**TASK INPUT:**

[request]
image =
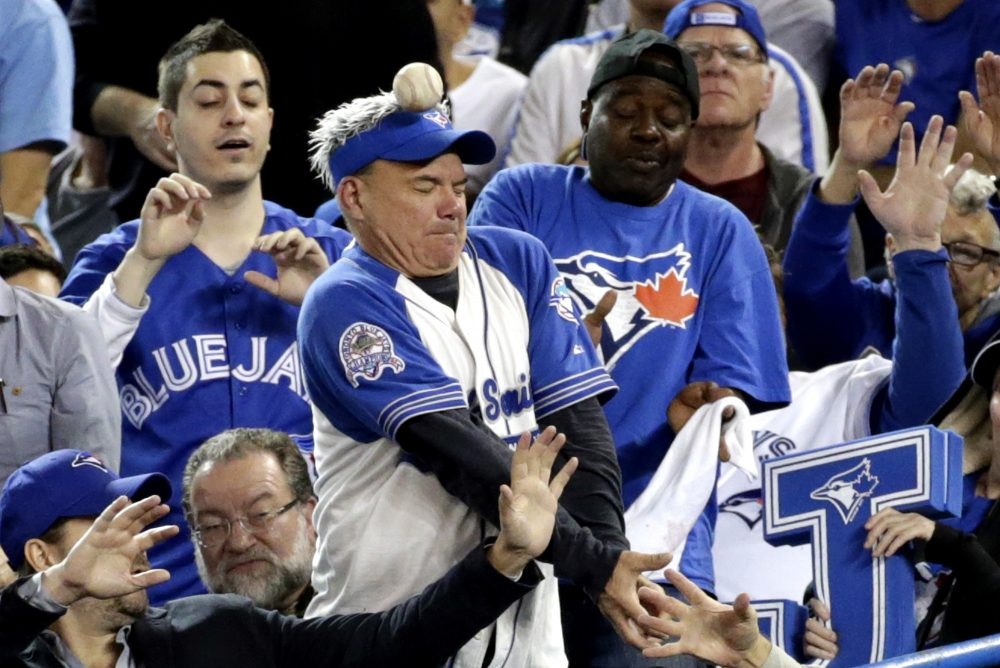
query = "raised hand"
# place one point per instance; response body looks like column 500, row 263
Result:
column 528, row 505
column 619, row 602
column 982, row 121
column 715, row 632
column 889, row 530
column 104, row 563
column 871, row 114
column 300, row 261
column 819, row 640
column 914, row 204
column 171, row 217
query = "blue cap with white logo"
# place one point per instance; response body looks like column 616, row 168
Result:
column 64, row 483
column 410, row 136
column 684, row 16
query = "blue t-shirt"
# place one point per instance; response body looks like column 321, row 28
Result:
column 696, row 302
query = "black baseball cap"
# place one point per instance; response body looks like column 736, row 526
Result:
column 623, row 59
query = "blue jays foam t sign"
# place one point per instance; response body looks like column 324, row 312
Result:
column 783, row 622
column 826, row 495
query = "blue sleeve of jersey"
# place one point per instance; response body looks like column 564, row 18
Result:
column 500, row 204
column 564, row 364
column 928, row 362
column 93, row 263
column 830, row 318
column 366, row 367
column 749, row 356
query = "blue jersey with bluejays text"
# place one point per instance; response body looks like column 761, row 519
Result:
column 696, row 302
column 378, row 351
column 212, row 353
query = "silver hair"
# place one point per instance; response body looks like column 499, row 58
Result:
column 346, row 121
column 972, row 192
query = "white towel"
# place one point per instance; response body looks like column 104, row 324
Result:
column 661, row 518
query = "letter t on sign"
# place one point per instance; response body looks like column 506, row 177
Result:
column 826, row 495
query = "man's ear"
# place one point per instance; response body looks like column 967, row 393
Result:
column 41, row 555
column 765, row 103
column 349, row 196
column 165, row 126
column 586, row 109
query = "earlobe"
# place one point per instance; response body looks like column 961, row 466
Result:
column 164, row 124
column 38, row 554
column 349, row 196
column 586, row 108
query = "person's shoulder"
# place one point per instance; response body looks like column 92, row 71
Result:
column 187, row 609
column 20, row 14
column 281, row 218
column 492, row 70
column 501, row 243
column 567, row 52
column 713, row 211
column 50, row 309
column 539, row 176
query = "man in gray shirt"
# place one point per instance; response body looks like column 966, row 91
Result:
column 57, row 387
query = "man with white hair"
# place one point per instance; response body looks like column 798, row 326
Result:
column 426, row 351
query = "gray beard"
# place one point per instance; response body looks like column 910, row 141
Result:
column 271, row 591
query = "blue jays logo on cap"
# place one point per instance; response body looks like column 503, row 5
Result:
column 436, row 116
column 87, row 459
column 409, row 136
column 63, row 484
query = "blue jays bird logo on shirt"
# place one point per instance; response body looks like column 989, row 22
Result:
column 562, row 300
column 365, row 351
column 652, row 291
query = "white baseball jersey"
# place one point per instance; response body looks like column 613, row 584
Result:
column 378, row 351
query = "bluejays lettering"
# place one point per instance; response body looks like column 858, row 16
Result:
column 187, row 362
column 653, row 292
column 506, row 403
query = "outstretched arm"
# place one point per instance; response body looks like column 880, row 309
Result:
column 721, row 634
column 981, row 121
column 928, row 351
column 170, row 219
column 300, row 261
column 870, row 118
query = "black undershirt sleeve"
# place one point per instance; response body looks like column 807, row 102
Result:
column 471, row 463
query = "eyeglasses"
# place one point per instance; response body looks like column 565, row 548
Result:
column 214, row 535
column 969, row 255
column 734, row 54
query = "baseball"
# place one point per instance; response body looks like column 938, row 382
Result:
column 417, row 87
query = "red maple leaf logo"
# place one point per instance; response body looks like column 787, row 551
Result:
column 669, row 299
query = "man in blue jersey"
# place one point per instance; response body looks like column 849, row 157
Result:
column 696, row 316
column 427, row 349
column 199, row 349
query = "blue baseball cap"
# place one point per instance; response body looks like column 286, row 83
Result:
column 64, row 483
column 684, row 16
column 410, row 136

==

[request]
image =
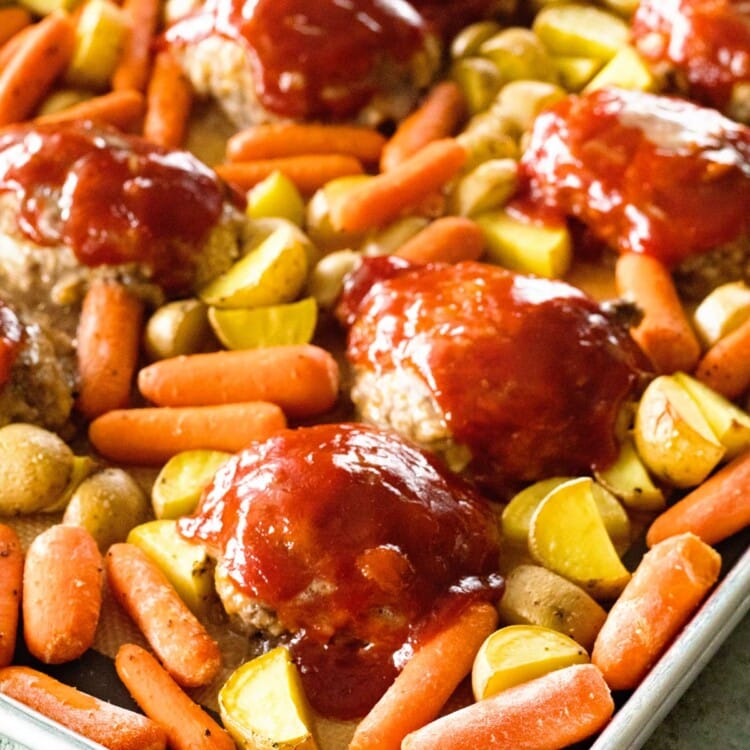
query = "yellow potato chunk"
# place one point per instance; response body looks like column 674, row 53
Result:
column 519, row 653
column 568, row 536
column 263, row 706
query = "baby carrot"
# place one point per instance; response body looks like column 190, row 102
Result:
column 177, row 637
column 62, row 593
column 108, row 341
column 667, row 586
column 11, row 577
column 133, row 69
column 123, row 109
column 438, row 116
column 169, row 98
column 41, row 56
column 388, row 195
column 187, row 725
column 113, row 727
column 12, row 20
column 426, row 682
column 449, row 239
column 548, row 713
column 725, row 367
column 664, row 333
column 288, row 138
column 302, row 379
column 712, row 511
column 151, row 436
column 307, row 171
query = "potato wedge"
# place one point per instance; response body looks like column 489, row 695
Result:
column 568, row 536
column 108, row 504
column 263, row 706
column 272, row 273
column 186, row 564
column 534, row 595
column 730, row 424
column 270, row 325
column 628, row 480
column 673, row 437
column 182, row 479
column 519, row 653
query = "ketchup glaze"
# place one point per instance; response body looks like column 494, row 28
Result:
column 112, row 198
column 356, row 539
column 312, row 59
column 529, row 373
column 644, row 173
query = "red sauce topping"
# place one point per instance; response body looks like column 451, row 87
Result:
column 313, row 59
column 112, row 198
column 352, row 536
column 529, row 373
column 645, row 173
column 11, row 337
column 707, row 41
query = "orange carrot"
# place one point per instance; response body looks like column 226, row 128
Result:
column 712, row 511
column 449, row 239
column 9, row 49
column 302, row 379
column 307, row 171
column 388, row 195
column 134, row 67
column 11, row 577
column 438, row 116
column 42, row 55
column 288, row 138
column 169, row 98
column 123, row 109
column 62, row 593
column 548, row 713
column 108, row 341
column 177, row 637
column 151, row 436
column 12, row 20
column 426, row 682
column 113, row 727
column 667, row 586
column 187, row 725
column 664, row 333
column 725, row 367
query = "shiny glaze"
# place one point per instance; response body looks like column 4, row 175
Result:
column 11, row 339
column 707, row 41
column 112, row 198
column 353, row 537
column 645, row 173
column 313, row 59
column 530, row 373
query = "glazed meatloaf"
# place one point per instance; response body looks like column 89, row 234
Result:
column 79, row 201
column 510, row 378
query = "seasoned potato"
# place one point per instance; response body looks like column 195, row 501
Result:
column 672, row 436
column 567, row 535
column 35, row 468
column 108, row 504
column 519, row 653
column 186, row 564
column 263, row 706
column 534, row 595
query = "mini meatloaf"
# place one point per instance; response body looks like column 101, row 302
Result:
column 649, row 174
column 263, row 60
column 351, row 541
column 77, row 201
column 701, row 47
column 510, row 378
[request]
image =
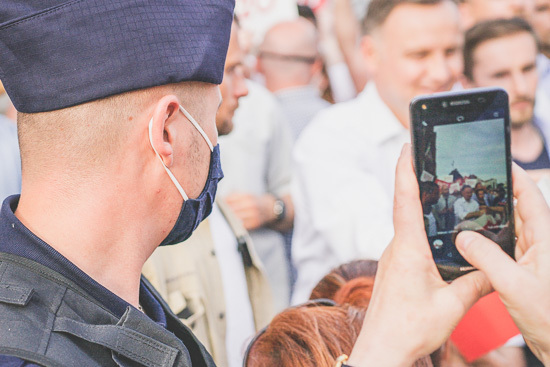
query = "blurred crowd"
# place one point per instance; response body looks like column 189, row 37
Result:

**INSTRUCTION:** Rewrite the lines from the one containing "jays logo on" up to and including the one containing "column 63, row 484", replacing "cap" with "hat" and leaving everything else unchanged.

**ANSWER TO THE PROBLEM:**
query = "blue jays logo on hat"
# place one point per instance; response body looks like column 503, row 5
Result:
column 436, row 116
column 87, row 459
column 409, row 136
column 63, row 484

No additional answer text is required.